- [EXERCICE]:
Selon le texte sur la devise de Chartres, pourquoi la traduction « Une couronne de chêne est attribuée à celui qui sert la cité » est-elle inexacte ? Expliquez-le en une à trois phrases.

- [TEXTE PROPOSÉ]:

============================================================

L’attribution à une ville
d’une devise ne se fait jamais de façon officielle (cela est vrai
aussi pour les armoiries). Cette sentence se forge au fil des siècles
et illustre, le plus souvent, les événements liés
à l’histoire de la ville. Par conséquent il est souvent difficile
de connaître ses origines. Les interprétations sont nombreuses
et soulèvent différentes prises de position.
A Chartres, la devise est :
« Servanti civem querna corona
datur »
Souvent, cette devise fut traduite
par :
« Une couronne de chêne
est attribuée à celui qui sert la cité »
Or « servans, -antis »
est le participe présent de « servo, -as, -are »
signifiant « sauver, préserver, respecter » et non celui
de « servio, -is, -ire » signifiant « servir ».
De plus « civem » est l’accusatif de « civis, -is »
signifiant « citoyen, concitoyen » et non celui de « civitas,
-atis » signifiant « cité, ville ».
Une traduction correcte de la devise
pourrait donc être :
« Une couronne de chêne
est attribuée à celui qui sauve un concitoyen »
mais évidemment on pourrait
aussi dire :
« Une couronne de chêne
est attribuée à celui qui respecte un concitoyen »
(tout simplement)
Avant d’essayer de comprendre ses
origines, nous pouvons noter que cette sentence fait allusion à
une coutume romaine selon laquelle une couronne de chêne (couronne
civique) était décernée à tout citoyen romain
qui, sur le champ de bataille, sauvait la vie d’un de ses concitoyens.
La couronne de chêne apparaît sur de nombreuses médailles
accompagnée de l’inscription « ob cives servatos ».
De nombreux exemples, tirés
de l’histoire de Chartres, peuvent être cités pour illustrer
le sens ce cette devise :
En 1790, le compagnon maçon
Halgrain et le menuisier Brossier reçoivent des mains du maire Asselin
une médaille en argent frappée aux armes de la ville, attachée
à un ruban aux trois couleurs de la nation et portant la légende
: « Servanti civem querna corona datur ». Ils étaient
ainsi récompensés pour avoir risqué leur vie pour
dégager une femme ensevelie sous les décombres d'une maison
qui s'était effondrée rue de la Poissonnerie. De même,
peu après la chute de Robespierre, Jérôme Guillard,
agent national du district, s'était vu décerner une couronne
de chêne pour être intervenu, au péril de sa propre
existence, en faveur de Chevard et de 18 autres Chartrains jetés
en prison sous l'inculpation de fédéralisme et menacés
pour cela de la guillotine.

============================================================

- [DONNÉES EXTRAITES]:

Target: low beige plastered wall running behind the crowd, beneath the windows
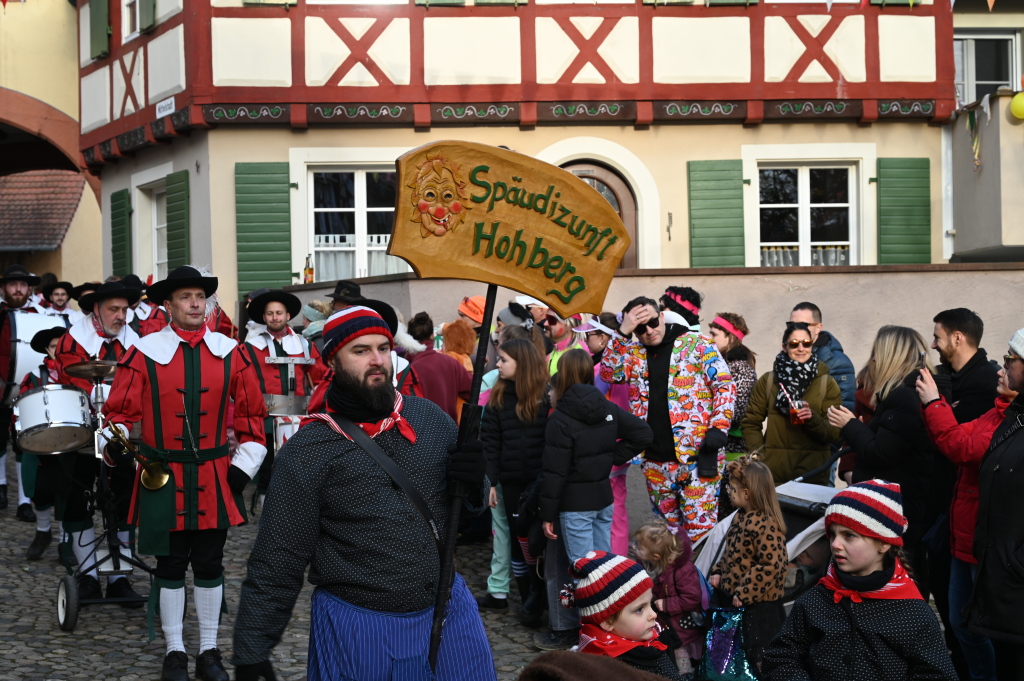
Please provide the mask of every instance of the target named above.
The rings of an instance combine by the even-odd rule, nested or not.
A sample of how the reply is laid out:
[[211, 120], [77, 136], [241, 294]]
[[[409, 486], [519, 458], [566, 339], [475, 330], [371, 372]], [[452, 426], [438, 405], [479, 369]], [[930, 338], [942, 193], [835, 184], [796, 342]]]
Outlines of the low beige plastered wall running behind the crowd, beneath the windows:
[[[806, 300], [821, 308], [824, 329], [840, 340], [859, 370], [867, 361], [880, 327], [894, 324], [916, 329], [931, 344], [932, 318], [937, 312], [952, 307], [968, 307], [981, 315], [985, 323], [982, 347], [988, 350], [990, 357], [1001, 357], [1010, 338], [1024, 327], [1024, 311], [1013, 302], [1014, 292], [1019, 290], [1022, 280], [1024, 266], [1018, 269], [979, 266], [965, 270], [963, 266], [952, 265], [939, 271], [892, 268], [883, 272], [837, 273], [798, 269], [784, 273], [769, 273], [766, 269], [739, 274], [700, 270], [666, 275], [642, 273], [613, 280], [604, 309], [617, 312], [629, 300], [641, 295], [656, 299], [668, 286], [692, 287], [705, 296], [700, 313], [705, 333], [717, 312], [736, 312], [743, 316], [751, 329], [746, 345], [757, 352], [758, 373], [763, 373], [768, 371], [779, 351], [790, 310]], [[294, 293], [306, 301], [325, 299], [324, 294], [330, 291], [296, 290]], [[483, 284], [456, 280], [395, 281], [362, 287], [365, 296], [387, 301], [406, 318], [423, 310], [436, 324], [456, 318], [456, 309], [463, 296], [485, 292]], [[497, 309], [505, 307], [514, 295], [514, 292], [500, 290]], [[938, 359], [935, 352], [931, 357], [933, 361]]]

============================================================

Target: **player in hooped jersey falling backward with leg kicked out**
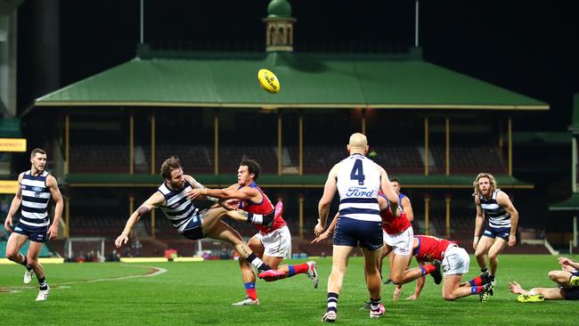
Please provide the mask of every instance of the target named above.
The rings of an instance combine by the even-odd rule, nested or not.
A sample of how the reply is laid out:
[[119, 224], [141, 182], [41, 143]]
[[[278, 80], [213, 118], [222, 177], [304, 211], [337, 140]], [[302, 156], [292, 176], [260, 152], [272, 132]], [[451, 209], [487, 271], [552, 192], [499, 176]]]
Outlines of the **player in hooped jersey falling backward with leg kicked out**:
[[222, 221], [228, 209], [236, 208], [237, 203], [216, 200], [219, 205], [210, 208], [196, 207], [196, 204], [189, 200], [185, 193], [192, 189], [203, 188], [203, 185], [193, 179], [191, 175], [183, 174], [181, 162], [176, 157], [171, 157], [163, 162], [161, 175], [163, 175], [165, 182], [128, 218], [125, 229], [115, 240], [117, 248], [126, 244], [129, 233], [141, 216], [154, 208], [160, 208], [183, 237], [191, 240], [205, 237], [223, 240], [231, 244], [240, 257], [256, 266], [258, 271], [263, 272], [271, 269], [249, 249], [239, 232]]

============================================================

- [CORRIGÉ]:
« Servans » est le participe présent de « servo » (sauver, préserver, respecter) et non de « servio » (servir). De plus, « civem » est l’accusatif de « civis » (citoyen, concitoyen) et non de « civitas » (cité, ville).